───── Passage shown ─────
A Modern Pioneer Spirit

A Modern Pioneer Spirit

A Modern Pioneer Spirit

Some people have the incredible ability to turn grief into generosity. That is certainly the case with long-time Ranch donor, Marlys Lindgren, from Hutchinson, MN.

In the late 1960s, Marlys Lindgren's brother, Wallace, was in a fatal car accident. He had been living with Marlys and her husband and they were all quite close. She wanted to honor his memory by donating to a worthy charity, and that's when she discovered the work of Dakota Boys and Girls Ranch. She made her first donation, in Wallace's memory, in 1969, and has given to the Ranch every year since.

Her involvement with the Ranch started a lifetime of giving for Marlys—at age 85, she is full of energy and enthusiasm; and continues to give of her time, talents, and riches. She makes quilts for the Ranch and many other organizations, sews quilts for veterans, volunteers at the hospital gift shop, and serves dinners at the local senior center.

In addition to her Ranch family, Marlys and her husband, Henry, had two children of their own. He worked for a sewer and water contractor until his retirement in 1990. He died in 2013. She was a pioneer at 3M, where she worked for 31 years in traditionally male-dominated jobs.

"I held several different positions—mechanic, quality control inspector, and loading trucks," Marlys said. "For my last job, between the ages of 50 to 60, I loaded trucks. We made cassettes, scotch tape, filters, and things like that. Anything we made, I loaded on trucks. I enjoyed that job the most because I could be self-motivated and independent."
───── Extracted material ─────
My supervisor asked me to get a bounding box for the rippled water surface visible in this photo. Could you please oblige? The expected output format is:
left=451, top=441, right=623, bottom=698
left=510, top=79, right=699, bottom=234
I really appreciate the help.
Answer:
─────
Using the information:
**a.** Using the profile of Marlys Lindgren, mark each statement yes or no, and quote the words that decide it: (i) Marlys made her first donation to the Ranch in 1969. (ii) Henry worked at 3M until he retired. (iii) Of her jobs, Marlys liked loading trucks best.
**b.** Answer these questions from the profile of Marlys Lindgren:
(i) What town is Marlys from?
(ii) In what year did her husband die?
(iii) Where does she volunteer?
**c.** Carry on the profile of Marlys Lindgren from where it stops.

Responses to the exercise:
**a.**
(i) Yes: "She made her first donation, in Wallace's memory, in 1969"
(ii) No: "He worked for a sewer and water contractor until his retirement in 1990."
(iii) Yes: "I enjoyed that job the most because I could be self-motivated and independent."

**b.**
(i) Hutchinson, MN
(ii) 2013
(iii) At the hospital gift shop

**c.**
She is proud to say that two of her grandsons, and a son-in-law, have followed in her footsteps and now work at 3M.

Marlys has visited the Ranch's Fargo campus on several occasions, and said, "The Ranch does such a marvelous job for the kids. It's just so heartwarming to see that you are helping all these boys and girls, and that you inspire the kids to turn towards Christ."

She also attends the Ranch luncheon in Arizona each February, and is on the Arizona Steering Committee that plans the event. "I hear testimonies [of Ranch children] at the Arizona luncheon, and I know my money is doing wonders for the kids."

Marlys' lifelong commitment to the Ranch and her gratitude for the life she has been given led her to include the Ranch in her will.

"God has been very good to me. It's very important to live my life for God," Marlys said. "I try to be patient, kind and considerate with everyone. And I very much want the Ranch to have a portion of my estate."